Extracted information below:

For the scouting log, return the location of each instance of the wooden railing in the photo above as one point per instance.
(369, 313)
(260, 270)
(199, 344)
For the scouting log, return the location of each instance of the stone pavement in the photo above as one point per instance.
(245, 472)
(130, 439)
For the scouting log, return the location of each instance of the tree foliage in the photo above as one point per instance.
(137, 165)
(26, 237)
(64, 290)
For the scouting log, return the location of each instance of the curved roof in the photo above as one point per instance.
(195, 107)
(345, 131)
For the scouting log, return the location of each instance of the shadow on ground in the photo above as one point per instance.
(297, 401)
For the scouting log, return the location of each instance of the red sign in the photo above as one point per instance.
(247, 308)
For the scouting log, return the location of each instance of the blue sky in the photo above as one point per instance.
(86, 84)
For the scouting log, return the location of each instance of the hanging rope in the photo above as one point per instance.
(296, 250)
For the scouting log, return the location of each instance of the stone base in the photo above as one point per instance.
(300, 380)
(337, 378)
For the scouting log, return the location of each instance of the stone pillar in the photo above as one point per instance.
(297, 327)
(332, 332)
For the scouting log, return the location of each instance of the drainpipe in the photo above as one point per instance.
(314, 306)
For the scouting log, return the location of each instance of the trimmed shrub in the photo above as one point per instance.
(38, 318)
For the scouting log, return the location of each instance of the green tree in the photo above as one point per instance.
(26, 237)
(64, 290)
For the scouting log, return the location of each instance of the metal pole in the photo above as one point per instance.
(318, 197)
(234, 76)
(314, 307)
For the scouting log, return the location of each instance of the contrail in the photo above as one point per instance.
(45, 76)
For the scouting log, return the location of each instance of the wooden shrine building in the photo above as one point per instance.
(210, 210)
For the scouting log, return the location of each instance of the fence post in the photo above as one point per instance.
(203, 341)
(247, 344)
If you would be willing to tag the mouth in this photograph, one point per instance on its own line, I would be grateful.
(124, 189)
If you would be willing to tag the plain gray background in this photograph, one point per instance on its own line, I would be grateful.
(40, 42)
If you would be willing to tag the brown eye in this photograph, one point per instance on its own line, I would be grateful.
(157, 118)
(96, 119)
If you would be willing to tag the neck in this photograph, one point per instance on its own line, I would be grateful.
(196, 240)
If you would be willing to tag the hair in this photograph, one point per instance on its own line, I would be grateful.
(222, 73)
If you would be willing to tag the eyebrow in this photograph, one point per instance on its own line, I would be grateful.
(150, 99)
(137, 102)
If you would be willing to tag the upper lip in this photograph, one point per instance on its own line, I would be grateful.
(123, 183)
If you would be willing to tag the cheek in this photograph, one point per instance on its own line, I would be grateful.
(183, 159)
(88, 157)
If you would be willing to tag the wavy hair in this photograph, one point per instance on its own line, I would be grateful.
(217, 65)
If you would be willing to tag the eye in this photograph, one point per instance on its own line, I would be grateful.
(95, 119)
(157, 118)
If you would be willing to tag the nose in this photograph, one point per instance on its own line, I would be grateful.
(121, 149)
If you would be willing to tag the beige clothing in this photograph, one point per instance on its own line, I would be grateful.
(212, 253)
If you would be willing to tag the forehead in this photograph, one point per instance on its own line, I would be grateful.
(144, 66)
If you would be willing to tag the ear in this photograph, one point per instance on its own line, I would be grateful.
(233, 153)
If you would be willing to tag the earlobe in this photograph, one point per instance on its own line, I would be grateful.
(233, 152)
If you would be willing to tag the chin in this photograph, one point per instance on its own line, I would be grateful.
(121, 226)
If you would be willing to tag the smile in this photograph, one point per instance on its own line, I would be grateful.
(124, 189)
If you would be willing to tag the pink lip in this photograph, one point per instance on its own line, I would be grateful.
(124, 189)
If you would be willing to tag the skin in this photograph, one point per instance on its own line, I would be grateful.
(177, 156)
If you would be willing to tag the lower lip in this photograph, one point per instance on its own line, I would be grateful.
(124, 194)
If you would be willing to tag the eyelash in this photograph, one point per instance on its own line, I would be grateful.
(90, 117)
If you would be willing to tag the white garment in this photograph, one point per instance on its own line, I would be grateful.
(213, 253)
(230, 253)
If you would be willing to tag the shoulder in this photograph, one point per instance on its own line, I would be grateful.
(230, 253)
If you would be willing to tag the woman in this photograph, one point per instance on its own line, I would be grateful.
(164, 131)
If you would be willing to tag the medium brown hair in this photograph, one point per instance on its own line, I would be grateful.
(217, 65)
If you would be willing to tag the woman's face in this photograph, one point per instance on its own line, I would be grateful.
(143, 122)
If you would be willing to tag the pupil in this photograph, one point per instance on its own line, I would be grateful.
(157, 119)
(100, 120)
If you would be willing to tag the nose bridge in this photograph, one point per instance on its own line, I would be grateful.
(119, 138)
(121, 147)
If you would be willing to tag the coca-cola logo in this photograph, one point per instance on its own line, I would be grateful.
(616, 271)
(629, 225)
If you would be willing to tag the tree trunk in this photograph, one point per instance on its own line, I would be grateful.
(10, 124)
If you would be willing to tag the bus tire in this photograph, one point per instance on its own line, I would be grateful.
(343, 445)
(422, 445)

End of Extracted information.

Aim of the exercise: Copy every record again, keeping each word unchanged.

Exercise answer:
For the scouting log, return the location of each instance of the wooden railing in the photo above as one point per instance.
(369, 313)
(260, 270)
(199, 344)
For the scouting log, return the location of each instance of the stone pavement in the photo above as one point per instance.
(245, 472)
(130, 439)
For the scouting log, return the location of each instance of the tree foliage in the photo above as one point per instance.
(137, 165)
(26, 237)
(64, 290)
For the scouting log, return the location of each instance of the curved roof in the photo above as one point per instance.
(195, 107)
(345, 131)
For the scouting log, return the location of each instance of the shadow on ground in the photo above as one point per instance.
(297, 401)
For the scouting log, return the location of each instance of the red sign in the photo above as one point per instance.
(247, 308)
For the scouting log, return the location of each instance of the blue sky in the photo above as one point per instance.
(86, 84)
For the scouting log, return the location of each instance of the hanging rope in the photo above as one point per instance.
(296, 250)
For the scouting log, return the location of each instance of the stone base in the photo above as one point per instance.
(300, 380)
(337, 378)
For the scouting log, return the location of each instance of the stone pillar in the photo above as one point per instance.
(297, 327)
(332, 332)
For the scouting log, return the location of each instance of the drainpipe in the photo above as one point per instance.
(314, 306)
For the scouting log, return the location of each instance of the trimmed shrub in the photo above as one point per instance.
(38, 318)
For the scouting log, return the location of each instance of the green tree in the photo above as one point per instance.
(26, 237)
(64, 290)
For the scouting log, return the location of each instance of the metal pole in the photo above as one point per instance.
(318, 197)
(234, 76)
(314, 307)
For the scouting log, return the location of each instance of the contrail in the photo above as one point per instance.
(45, 76)
For the scouting log, return the location of each instance of the wooden shrine building in the photo above as one point per instance.
(210, 210)
For the scouting log, return the location of each instance of the fence post in the photo above as one point per instance.
(203, 341)
(247, 344)
If you would be willing to tag the mouth in this photograph, one point per instance on its own line, I would be grateful.
(124, 189)
If you would be willing to tag the plain gray background in this photograph, one point per instance on its own line, I would be grateful.
(40, 42)
If you would be willing to tag the brown eye in this photograph, one point per instance on its own line, I would be grateful.
(157, 118)
(96, 119)
If you would be willing to tag the neck in this photograph, one point per instance on its own line, I would be grateful.
(196, 240)
If you would be willing to tag the hair in this photograph, one point per instance on its own line, I would be grateful.
(222, 73)
If you would be willing to tag the eyebrow in this photograph, one point per instance on its own line, I would be grateful.
(150, 99)
(137, 102)
If you would be willing to tag the upper lip in this photograph, one point per instance on its own line, I would be grateful.
(123, 183)
If you would be willing to tag the cheek in this photograph, one point per instance on its own line, I would be grateful.
(183, 159)
(88, 157)
If you would be willing to tag the wavy hair in this photograph, one point per instance on its own line, I would be grateful.
(217, 65)
If you would be willing to tag the eye in this photograph, one point per instance on its own line, I would be grateful.
(95, 119)
(157, 118)
If you would be willing to tag the nose in this photograph, one point per instance on its own line, I would be grateful.
(121, 149)
If you would be willing to tag the beige clothing in this photograph, one point per instance on its own line, I would be grateful.
(212, 253)
If you would be willing to tag the forehead in this photograph, one point per instance on its own line, I would be grateful.
(144, 66)
If you would be willing to tag the ear in this photograph, one point per instance on its own line, I would be grateful.
(233, 153)
If you would be willing to tag the earlobe in this photograph, one point per instance on its own line, I would be grateful.
(233, 152)
If you would be willing to tag the chin in this photograph, one point per instance on its own line, I would be grateful.
(121, 226)
If you would be willing to tag the smile in this photograph, one point per instance on its own line, I would be grateful.
(124, 189)
If you would be willing to tag the pink lip in this photograph, one point per instance on its own line, I would be grateful.
(124, 189)
If you would be willing to tag the skin in this photograph, one point per instance on its own line, I would be grateful.
(177, 156)
If you would be willing to tag the lower lip in this photograph, one point per instance on its own line, I would be grateful.
(124, 194)
If you would be willing to tag the eyelash in this photograph, one point per instance on its own line, I would be grateful.
(90, 117)
If you would be willing to tag the white garment in this photograph, one point per instance on its own line, I would be grateful.
(213, 253)
(230, 253)
If you would be willing to tag the shoulder in this photograph, one point per instance on its own line, I would be grateful.
(230, 253)
If you would be willing to tag the woman in this photograph, one point per instance on its own line, I would be grateful.
(164, 131)
If you would be willing to tag the medium brown hair in this photograph, one point per instance on its own line, I would be grateful.
(217, 65)
If you would be willing to tag the woman's face in this photograph, one point per instance on its own line, I would be grateful.
(143, 122)
If you would be willing to tag the pupil in this photograph, one point per instance on its own line, I would be grateful.
(157, 119)
(100, 120)
If you would be willing to tag the nose bridge in this photograph, one point per instance on its own line, I would be grateful.
(119, 138)
(121, 147)
If you would be willing to tag the coca-cola logo in this photograph, one point per instance on its own line, I would be grateful.
(616, 271)
(629, 225)
If you would be willing to tag the tree trunk in this photograph, one point per instance on its own line, I would be grateful.
(10, 124)
If you would be willing to tag the bus tire in this photograph, one point per instance on its own line, I would be grateful.
(343, 445)
(422, 445)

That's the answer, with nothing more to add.